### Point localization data
──────

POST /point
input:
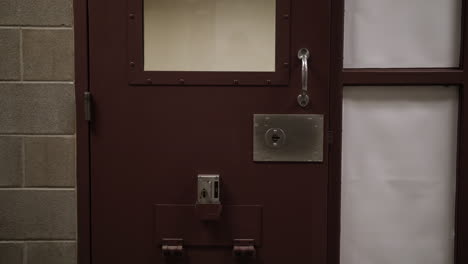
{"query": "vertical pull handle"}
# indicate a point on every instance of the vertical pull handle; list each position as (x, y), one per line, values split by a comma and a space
(303, 98)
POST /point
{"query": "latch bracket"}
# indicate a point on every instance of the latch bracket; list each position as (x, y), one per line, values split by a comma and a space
(244, 248)
(172, 247)
(88, 106)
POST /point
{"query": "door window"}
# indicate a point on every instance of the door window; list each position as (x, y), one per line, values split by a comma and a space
(209, 35)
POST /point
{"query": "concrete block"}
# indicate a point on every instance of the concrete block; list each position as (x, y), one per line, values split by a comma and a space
(51, 252)
(11, 161)
(11, 253)
(10, 54)
(48, 55)
(37, 214)
(49, 161)
(37, 108)
(36, 12)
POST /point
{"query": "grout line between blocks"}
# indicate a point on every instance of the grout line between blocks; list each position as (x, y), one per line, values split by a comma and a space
(38, 82)
(38, 135)
(37, 189)
(21, 55)
(25, 253)
(23, 154)
(18, 241)
(37, 27)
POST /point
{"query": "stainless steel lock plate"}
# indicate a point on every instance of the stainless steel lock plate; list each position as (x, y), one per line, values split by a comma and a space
(288, 138)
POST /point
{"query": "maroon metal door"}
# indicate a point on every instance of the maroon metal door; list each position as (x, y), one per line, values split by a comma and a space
(154, 132)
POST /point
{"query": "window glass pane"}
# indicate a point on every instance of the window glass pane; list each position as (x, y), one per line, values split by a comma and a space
(398, 174)
(209, 35)
(402, 33)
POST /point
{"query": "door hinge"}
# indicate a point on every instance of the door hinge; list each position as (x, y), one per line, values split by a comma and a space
(88, 106)
(330, 137)
(244, 248)
(172, 247)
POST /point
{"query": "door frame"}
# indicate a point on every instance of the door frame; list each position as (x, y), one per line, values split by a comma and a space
(338, 78)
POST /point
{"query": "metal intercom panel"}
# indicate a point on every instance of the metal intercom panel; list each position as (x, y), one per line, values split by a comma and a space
(288, 138)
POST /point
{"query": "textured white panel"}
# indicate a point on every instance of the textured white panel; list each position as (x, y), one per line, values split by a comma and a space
(402, 33)
(398, 175)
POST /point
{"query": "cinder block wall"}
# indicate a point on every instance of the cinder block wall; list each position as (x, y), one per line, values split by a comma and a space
(37, 133)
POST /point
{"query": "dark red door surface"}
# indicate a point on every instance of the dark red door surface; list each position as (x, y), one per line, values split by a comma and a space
(153, 132)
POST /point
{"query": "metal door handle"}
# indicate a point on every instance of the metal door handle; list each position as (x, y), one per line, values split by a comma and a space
(303, 98)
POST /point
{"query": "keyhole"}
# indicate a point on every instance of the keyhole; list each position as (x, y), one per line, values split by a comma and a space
(275, 138)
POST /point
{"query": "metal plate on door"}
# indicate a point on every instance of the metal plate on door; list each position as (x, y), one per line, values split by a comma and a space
(288, 138)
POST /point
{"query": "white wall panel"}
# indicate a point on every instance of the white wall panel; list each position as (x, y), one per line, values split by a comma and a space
(402, 33)
(398, 175)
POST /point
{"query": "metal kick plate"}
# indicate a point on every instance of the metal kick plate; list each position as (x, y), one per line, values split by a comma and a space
(288, 138)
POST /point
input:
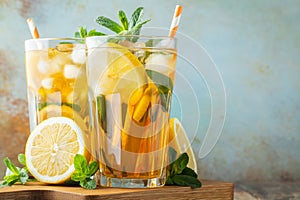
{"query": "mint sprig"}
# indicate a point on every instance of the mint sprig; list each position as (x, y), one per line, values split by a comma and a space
(84, 172)
(179, 174)
(124, 27)
(16, 174)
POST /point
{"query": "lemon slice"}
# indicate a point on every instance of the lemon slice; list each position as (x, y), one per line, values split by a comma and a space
(51, 147)
(121, 71)
(179, 141)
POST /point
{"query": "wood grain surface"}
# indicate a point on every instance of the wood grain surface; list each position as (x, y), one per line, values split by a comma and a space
(210, 190)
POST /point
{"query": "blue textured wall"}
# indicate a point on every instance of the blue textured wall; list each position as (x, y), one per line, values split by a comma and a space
(255, 45)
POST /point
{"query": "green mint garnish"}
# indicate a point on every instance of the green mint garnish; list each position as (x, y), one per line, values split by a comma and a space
(179, 174)
(83, 172)
(16, 174)
(124, 27)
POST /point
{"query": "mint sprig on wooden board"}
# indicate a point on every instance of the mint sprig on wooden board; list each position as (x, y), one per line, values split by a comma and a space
(123, 27)
(179, 174)
(83, 174)
(15, 174)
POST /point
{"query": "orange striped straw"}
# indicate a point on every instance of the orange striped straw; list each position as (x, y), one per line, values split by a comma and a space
(175, 21)
(33, 30)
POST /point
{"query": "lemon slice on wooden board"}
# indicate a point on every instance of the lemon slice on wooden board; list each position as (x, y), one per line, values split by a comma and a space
(51, 147)
(179, 141)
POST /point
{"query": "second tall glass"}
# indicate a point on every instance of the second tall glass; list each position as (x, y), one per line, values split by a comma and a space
(130, 81)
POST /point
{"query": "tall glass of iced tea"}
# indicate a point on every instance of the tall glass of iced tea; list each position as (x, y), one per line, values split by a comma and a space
(56, 80)
(130, 80)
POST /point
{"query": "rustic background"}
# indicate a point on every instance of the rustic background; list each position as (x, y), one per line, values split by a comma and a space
(255, 45)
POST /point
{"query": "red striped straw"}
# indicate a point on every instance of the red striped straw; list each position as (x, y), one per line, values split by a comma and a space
(33, 30)
(175, 21)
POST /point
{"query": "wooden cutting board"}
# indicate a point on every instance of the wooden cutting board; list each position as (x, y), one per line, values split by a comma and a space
(216, 190)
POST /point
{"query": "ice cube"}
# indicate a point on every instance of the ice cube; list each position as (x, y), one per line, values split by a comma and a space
(71, 71)
(43, 66)
(78, 55)
(159, 63)
(47, 83)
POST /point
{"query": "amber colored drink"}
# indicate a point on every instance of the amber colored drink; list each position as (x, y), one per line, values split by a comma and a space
(130, 83)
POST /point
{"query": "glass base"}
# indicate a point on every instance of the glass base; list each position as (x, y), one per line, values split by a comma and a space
(131, 183)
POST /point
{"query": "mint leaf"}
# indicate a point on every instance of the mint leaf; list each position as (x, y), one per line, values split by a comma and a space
(181, 163)
(11, 166)
(71, 183)
(94, 33)
(3, 184)
(23, 176)
(136, 16)
(123, 19)
(188, 171)
(110, 24)
(11, 179)
(83, 173)
(137, 28)
(22, 159)
(92, 168)
(78, 176)
(80, 165)
(88, 184)
(185, 180)
(179, 174)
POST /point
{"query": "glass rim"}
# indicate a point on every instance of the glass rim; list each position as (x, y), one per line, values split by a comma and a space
(139, 36)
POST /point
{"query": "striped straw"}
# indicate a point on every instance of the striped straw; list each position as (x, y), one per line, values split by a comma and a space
(33, 30)
(175, 21)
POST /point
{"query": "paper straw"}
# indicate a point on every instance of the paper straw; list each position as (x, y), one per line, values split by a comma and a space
(33, 30)
(175, 21)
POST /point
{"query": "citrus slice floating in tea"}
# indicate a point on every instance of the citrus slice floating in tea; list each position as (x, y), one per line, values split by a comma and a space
(123, 72)
(179, 141)
(51, 147)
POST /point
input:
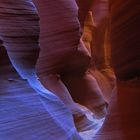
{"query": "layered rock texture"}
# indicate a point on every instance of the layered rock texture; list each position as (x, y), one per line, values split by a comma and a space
(71, 45)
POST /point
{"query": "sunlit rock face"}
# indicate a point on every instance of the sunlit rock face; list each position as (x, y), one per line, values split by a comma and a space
(125, 32)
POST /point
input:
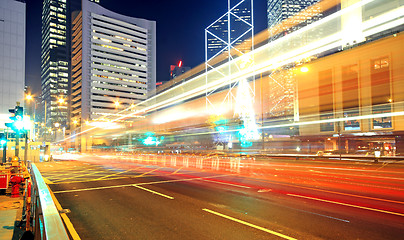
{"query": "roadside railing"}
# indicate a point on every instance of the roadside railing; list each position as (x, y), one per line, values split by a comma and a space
(47, 223)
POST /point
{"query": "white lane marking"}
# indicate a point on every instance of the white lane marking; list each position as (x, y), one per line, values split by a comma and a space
(133, 185)
(154, 192)
(249, 224)
(349, 205)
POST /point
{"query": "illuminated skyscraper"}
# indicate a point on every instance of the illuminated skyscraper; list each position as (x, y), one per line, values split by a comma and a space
(12, 56)
(219, 37)
(175, 70)
(54, 64)
(113, 62)
(279, 10)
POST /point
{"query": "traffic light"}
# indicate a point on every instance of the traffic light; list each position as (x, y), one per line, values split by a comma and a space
(3, 139)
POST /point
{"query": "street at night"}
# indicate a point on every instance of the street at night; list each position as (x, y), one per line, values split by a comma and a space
(214, 119)
(278, 199)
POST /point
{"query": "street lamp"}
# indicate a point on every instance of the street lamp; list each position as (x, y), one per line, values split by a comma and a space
(116, 103)
(28, 97)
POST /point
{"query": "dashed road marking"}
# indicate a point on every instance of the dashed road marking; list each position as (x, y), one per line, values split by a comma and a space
(249, 224)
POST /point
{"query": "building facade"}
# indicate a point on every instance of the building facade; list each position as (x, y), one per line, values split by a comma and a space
(54, 65)
(12, 55)
(113, 62)
(237, 21)
(280, 10)
(175, 70)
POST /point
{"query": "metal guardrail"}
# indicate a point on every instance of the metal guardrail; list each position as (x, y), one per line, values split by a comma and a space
(47, 223)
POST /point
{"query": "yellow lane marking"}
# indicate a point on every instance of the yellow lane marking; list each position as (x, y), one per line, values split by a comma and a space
(249, 224)
(349, 205)
(230, 184)
(114, 174)
(66, 220)
(177, 170)
(149, 172)
(133, 185)
(82, 175)
(47, 181)
(179, 180)
(327, 191)
(91, 180)
(95, 188)
(163, 195)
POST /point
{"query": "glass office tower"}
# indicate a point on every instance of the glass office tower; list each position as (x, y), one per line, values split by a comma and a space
(54, 66)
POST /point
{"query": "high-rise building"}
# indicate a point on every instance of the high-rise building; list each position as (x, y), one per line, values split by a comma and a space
(54, 64)
(12, 56)
(283, 85)
(113, 62)
(175, 70)
(279, 10)
(220, 37)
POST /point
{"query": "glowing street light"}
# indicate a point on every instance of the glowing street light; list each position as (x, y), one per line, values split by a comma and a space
(28, 97)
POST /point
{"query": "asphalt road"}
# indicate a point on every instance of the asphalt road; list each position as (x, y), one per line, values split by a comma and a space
(277, 199)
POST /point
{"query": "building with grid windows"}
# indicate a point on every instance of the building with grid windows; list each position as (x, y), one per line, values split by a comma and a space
(12, 56)
(54, 65)
(113, 62)
(280, 10)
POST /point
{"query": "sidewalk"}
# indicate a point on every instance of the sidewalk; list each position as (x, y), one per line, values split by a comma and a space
(10, 214)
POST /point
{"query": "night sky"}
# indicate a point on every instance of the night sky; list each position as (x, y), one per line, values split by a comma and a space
(180, 30)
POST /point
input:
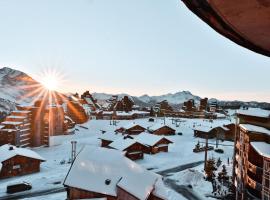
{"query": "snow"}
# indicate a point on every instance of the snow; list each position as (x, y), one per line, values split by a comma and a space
(6, 153)
(103, 164)
(130, 125)
(254, 128)
(148, 139)
(262, 148)
(110, 136)
(180, 152)
(256, 112)
(122, 143)
(11, 123)
(158, 126)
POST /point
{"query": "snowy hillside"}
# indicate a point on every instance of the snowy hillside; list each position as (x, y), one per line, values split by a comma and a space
(16, 85)
(176, 98)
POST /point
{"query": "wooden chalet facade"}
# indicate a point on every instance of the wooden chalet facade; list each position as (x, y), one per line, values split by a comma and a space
(251, 172)
(117, 181)
(154, 144)
(159, 129)
(133, 149)
(131, 129)
(17, 162)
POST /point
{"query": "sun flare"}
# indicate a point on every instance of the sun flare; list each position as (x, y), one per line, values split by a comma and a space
(50, 82)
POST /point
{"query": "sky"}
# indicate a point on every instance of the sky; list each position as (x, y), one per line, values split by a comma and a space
(128, 46)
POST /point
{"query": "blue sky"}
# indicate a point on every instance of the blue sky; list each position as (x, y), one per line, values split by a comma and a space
(128, 46)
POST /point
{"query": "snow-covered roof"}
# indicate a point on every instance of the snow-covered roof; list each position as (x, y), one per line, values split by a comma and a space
(130, 125)
(93, 166)
(158, 126)
(11, 123)
(256, 112)
(109, 136)
(149, 139)
(122, 143)
(207, 129)
(262, 148)
(6, 153)
(15, 117)
(253, 128)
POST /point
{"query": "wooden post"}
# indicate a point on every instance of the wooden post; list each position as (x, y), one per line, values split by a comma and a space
(206, 151)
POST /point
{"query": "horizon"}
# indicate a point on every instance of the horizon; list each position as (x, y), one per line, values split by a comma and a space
(133, 47)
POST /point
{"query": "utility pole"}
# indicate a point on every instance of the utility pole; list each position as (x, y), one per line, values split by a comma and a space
(206, 151)
(73, 150)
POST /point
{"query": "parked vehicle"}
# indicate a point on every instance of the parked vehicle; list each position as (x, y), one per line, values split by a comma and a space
(18, 187)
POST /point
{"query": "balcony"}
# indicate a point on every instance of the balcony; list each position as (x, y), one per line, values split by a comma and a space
(253, 184)
(255, 169)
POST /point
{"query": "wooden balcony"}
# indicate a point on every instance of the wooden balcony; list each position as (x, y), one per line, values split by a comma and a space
(255, 169)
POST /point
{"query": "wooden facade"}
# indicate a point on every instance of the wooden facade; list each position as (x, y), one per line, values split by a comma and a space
(165, 130)
(76, 193)
(135, 130)
(135, 151)
(18, 166)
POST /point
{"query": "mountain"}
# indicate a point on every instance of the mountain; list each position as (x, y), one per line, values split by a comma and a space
(174, 99)
(15, 87)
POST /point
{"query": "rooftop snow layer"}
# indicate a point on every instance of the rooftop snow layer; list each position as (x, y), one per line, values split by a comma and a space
(158, 126)
(253, 128)
(148, 139)
(256, 112)
(6, 153)
(93, 166)
(262, 148)
(122, 143)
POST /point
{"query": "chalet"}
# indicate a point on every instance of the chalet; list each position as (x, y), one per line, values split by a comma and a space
(106, 173)
(108, 138)
(131, 129)
(132, 148)
(18, 161)
(154, 143)
(219, 132)
(161, 129)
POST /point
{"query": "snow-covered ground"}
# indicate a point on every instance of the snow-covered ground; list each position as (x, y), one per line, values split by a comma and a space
(54, 170)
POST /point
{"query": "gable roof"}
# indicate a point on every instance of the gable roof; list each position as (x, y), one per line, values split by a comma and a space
(109, 136)
(122, 143)
(149, 139)
(158, 126)
(262, 148)
(253, 128)
(93, 166)
(6, 153)
(131, 125)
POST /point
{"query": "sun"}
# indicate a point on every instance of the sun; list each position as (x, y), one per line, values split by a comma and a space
(50, 82)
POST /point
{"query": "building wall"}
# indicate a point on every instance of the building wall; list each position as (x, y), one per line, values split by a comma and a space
(164, 131)
(19, 165)
(75, 193)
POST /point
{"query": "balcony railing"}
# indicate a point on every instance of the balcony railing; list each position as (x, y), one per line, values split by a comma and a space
(253, 184)
(254, 169)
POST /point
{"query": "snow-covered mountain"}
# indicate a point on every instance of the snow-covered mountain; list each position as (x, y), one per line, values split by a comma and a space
(175, 99)
(15, 87)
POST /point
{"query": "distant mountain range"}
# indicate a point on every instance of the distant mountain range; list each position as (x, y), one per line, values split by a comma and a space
(16, 87)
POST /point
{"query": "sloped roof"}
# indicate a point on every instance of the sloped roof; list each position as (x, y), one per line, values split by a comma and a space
(149, 139)
(158, 126)
(255, 112)
(6, 153)
(93, 166)
(262, 148)
(253, 128)
(122, 143)
(246, 23)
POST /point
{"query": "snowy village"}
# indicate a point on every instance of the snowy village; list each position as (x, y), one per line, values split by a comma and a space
(134, 100)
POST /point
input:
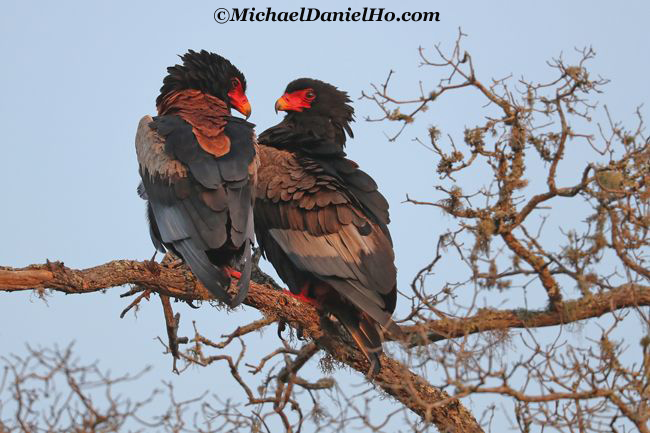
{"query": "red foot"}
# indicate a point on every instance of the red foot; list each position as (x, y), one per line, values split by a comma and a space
(233, 273)
(303, 296)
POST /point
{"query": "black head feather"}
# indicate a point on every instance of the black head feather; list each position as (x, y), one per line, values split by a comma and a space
(204, 71)
(330, 104)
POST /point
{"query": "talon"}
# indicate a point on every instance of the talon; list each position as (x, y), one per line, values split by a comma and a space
(191, 304)
(233, 273)
(282, 325)
(300, 335)
(152, 266)
(175, 264)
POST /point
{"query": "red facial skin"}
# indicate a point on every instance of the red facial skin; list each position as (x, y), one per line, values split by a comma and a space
(238, 99)
(295, 101)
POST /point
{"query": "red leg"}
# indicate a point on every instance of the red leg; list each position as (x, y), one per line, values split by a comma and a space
(303, 296)
(233, 273)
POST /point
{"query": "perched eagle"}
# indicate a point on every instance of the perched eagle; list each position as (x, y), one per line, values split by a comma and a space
(321, 221)
(198, 167)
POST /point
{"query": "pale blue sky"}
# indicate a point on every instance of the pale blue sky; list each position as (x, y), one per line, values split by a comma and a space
(77, 76)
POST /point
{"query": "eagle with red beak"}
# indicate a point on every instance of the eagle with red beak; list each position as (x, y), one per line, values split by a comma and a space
(198, 167)
(321, 221)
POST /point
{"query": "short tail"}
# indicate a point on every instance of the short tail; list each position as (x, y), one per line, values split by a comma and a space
(366, 333)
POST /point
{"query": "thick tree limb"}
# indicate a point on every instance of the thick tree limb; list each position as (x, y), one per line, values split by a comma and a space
(429, 402)
(625, 296)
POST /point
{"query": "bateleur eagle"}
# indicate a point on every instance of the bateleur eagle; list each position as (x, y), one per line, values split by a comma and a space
(198, 167)
(321, 221)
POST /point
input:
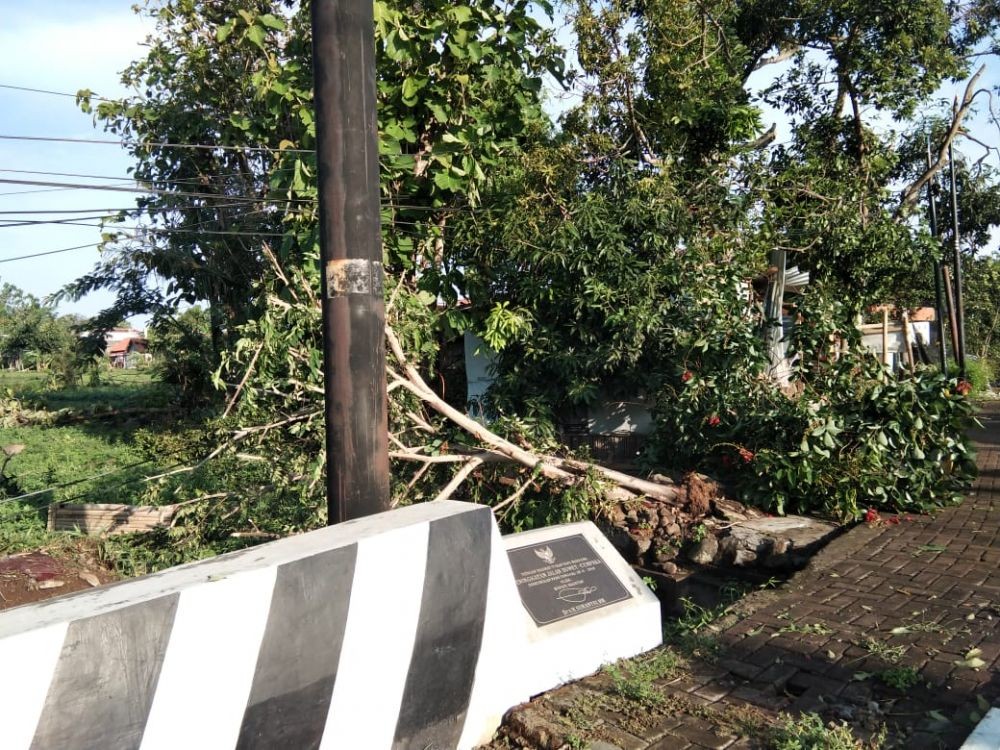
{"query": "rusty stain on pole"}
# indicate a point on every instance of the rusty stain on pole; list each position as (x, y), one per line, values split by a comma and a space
(357, 451)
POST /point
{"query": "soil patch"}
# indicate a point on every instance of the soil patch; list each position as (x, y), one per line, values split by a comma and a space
(30, 577)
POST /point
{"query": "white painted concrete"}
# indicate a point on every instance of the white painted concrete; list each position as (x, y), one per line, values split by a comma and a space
(573, 648)
(381, 626)
(987, 733)
(28, 663)
(217, 631)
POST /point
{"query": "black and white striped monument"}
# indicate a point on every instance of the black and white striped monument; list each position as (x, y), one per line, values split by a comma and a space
(416, 628)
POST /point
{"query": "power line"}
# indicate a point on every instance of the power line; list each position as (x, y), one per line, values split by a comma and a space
(154, 144)
(54, 93)
(184, 180)
(46, 190)
(10, 224)
(74, 482)
(153, 191)
(48, 252)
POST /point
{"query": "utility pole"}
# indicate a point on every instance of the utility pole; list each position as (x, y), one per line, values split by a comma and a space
(957, 259)
(938, 291)
(357, 452)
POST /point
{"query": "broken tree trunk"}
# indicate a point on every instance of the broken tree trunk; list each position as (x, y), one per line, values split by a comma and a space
(622, 487)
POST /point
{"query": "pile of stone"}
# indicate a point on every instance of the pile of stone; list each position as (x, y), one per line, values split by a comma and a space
(709, 529)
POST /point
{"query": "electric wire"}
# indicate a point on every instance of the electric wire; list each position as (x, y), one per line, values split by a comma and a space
(74, 482)
(153, 144)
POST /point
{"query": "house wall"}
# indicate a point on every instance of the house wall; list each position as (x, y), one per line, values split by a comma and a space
(603, 418)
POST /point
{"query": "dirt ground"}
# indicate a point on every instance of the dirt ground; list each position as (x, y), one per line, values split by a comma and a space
(30, 577)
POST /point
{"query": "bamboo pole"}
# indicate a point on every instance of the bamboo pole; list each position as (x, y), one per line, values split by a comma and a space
(885, 336)
(906, 339)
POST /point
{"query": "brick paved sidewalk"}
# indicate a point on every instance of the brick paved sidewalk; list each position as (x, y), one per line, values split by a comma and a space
(881, 605)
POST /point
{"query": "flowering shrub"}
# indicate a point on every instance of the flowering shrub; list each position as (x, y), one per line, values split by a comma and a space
(853, 437)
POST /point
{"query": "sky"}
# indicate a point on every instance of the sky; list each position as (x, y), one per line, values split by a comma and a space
(66, 45)
(62, 46)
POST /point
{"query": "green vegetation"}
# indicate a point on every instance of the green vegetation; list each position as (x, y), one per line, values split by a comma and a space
(624, 250)
(810, 732)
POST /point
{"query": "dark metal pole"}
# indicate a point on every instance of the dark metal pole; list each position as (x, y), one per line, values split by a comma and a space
(957, 259)
(357, 452)
(938, 291)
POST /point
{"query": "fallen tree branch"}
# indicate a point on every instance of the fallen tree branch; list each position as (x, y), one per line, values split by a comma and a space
(460, 476)
(513, 498)
(624, 487)
(912, 192)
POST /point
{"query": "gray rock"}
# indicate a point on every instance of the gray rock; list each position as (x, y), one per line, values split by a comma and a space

──────

### TASK INSTRUCTIONS
Find how many of the lines above have the word "gray" in them. State only that number.

### TASK OUTPUT
2